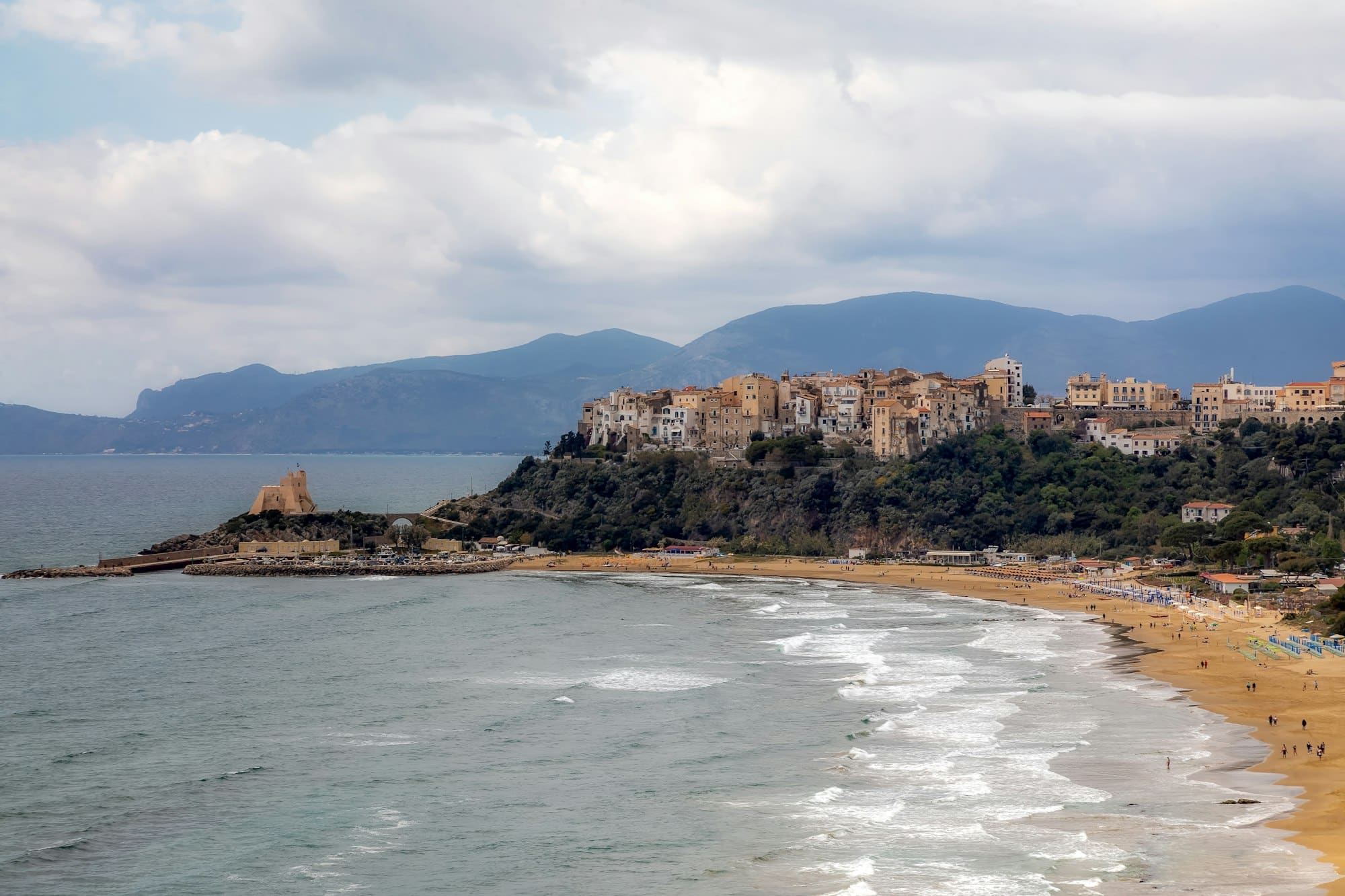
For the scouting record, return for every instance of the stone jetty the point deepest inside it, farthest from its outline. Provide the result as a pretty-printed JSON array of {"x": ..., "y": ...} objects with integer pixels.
[
  {"x": 69, "y": 572},
  {"x": 302, "y": 568}
]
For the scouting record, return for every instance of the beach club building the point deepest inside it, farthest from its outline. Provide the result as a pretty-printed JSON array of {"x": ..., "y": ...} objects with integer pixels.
[{"x": 1229, "y": 583}]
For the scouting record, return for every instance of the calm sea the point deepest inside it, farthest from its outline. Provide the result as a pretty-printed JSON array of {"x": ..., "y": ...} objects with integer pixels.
[
  {"x": 68, "y": 510},
  {"x": 590, "y": 735}
]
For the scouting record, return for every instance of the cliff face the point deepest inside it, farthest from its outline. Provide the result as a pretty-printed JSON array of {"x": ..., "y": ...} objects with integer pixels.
[{"x": 1047, "y": 495}]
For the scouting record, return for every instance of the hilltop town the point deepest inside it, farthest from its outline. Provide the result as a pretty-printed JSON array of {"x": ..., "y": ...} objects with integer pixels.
[{"x": 900, "y": 412}]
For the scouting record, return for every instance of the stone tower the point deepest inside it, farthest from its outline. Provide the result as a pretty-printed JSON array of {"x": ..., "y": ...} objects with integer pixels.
[{"x": 290, "y": 497}]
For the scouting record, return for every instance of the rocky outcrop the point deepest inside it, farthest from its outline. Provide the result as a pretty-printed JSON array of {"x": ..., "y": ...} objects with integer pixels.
[{"x": 275, "y": 526}]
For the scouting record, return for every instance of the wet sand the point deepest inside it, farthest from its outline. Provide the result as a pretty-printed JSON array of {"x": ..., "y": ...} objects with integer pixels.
[{"x": 1320, "y": 819}]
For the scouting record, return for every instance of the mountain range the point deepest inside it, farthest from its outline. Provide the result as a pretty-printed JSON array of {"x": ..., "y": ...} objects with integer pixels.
[{"x": 516, "y": 399}]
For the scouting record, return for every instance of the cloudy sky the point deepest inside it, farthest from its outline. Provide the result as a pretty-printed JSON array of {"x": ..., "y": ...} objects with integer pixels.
[{"x": 194, "y": 185}]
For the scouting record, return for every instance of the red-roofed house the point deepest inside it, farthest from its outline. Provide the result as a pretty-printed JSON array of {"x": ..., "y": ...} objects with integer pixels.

→ What you have to do
What you print must match the entries exactly, except that no pictures appear.

→ Solution to the exercise
For the scouting record, return for every instance of the stone jetty the point deepest inside it, farthest from its outline. Provide the result as a pretty-printed JSON array of {"x": ..., "y": ...} objects with integer pixels.
[
  {"x": 69, "y": 572},
  {"x": 302, "y": 568}
]
For the scouting record, return for every instance of the beach club building the point deepest inside it, farthest from its outline. Provide the result as a pretty-printed JSON array of {"x": ..., "y": ...} objects with integer pixels.
[{"x": 1229, "y": 583}]
For the scouting record, return for every instance of the calm sea the point deepest inside it, farthest from its outline. Provide the result as a pretty-printed JSON array of {"x": ..., "y": ...} objects with integer pixels.
[
  {"x": 68, "y": 510},
  {"x": 590, "y": 735}
]
For the scouting record, return for every instance of the cliff face the point deepest inside it, farthest from its outline. Provide the result as a pretty-printed JSON array of {"x": ..., "y": ...} objects with integer pixels.
[{"x": 1047, "y": 495}]
For the scouting record, return for every instance of the hilltop town the point deepest inside it, farthest from its outline. Provide the result as a pretty-printed JSON array of {"x": ..., "y": ...} objects with integer pixels.
[{"x": 900, "y": 412}]
For the scouting record, return for every instance of the stone tower the point deepest inside it, farthest from its outline. Provide the result as a pretty-printed JSON array of {"x": ..., "y": ...} objects with integer pixels.
[{"x": 290, "y": 497}]
For the scouting record, return for every instance of the rocky outcrop the point deepest inside it, farthest from its outline. Provide the result as a pretty-printed JSON array of {"x": ..., "y": ...} objects with integer pixels.
[{"x": 275, "y": 526}]
For the scouting record, return for every instance of the wet sand the point deepest inside it, farthest from its outline. Provide the result as a pretty-printed JSON array of {"x": ..., "y": ...} objects with integer pixels.
[{"x": 1320, "y": 819}]
For the scouting record, return for every instance of the mountain range the point deepest inside it, farthest from its outline. Provide the result as a pretty-printed JSON array of {"x": ..., "y": ...} objects with integer pixels.
[{"x": 516, "y": 399}]
For the scouting record, return for every instance of the cloudy sky the point deepest inside it, farthest from its outline. Provide the result as a pretty-printed JSON array of {"x": ..., "y": ...} objects with integer pixels.
[{"x": 194, "y": 185}]
For the scouting record, return for every instance of the red-roofed house the point deepest inside it, farthest from its outline. Provide the result as a pretty-printed JSON array of {"x": ..., "y": ...} objects with integer pixels.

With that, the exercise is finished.